▸ EXERCISE DESCRIPTION
Copy out the records word for word, from their start through the line containing "[[108, 30], [209, 3]]", leaving out the pictures.

▸ TASK INPUT
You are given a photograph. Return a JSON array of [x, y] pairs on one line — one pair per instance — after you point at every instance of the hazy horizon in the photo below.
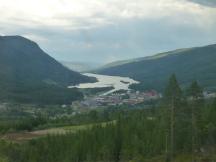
[[105, 31]]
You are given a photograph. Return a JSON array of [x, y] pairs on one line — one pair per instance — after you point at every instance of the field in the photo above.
[[24, 135]]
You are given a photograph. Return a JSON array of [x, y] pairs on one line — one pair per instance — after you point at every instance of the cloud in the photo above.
[[108, 30], [209, 3]]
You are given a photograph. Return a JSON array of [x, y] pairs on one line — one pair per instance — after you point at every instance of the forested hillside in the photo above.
[[180, 128], [188, 64], [28, 74]]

▸ SOLUTION TO THIS PROBLEM
You are given a photograph. Return a JSON array of [x, y] pairs on one line — one pair per instance — after you point at every instance of the hazy horizon in the photo below.
[[105, 31]]
You are given a photograph. Return a JSON array of [x, y] pairs on one line — one pair per instance — after you point at every instance of the field in the photo above.
[[24, 135]]
You are given a photograph. Return a JSON array of [x, y] pairs on one line — one pair per instance — after you point at every instance of the cloud in the photo above.
[[108, 30], [209, 3]]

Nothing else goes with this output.